[Entries from an annotation dataset]
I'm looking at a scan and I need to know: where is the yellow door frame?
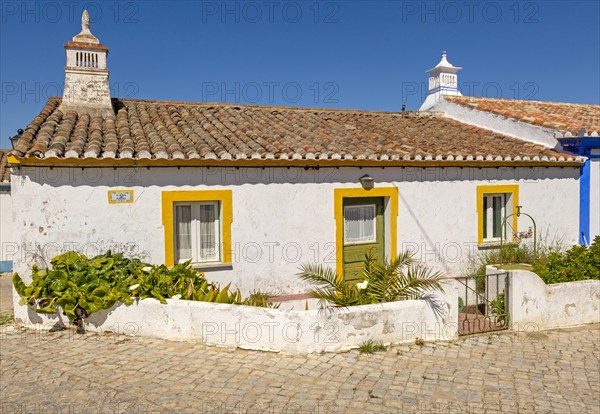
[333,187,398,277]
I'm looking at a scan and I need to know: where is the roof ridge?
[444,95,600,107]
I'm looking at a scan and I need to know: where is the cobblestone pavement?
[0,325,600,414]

...

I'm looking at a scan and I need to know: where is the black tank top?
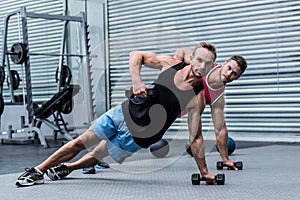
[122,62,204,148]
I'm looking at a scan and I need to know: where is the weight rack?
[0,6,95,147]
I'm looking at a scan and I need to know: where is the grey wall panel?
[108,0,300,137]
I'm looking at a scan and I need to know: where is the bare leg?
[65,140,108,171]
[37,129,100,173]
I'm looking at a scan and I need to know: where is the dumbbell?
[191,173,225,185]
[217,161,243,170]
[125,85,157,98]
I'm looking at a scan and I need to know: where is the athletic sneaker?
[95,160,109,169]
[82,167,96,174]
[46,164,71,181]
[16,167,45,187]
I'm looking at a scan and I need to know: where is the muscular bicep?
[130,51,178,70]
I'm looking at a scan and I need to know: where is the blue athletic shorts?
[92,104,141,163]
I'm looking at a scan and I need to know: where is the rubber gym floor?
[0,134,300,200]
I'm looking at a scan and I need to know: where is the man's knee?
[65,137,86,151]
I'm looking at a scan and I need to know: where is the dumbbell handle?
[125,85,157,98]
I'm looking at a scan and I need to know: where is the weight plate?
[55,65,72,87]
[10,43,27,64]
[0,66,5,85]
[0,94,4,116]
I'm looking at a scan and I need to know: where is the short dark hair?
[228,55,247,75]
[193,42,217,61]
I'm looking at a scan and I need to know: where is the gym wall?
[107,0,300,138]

TASK DESCRIPTION: Reproduce as a numbered list, omitting any blank lines, everything in the items from the line containing "the weight plate?" down to the line containing "[107,0,300,138]", with both of those lines included.

RESULT FOR THIS TASK:
1. I'm looking at a scan and I need to know: where is the weight plate?
2. [55,65,72,87]
3. [10,43,27,64]
4. [0,66,5,85]
5. [0,94,4,116]
6. I'm looking at a scan and I need to know: where is the short dark hair?
7. [228,55,247,75]
8. [193,42,217,61]
9. I'm looking at a scan and I need to know: where is the gym wall?
10. [107,0,300,138]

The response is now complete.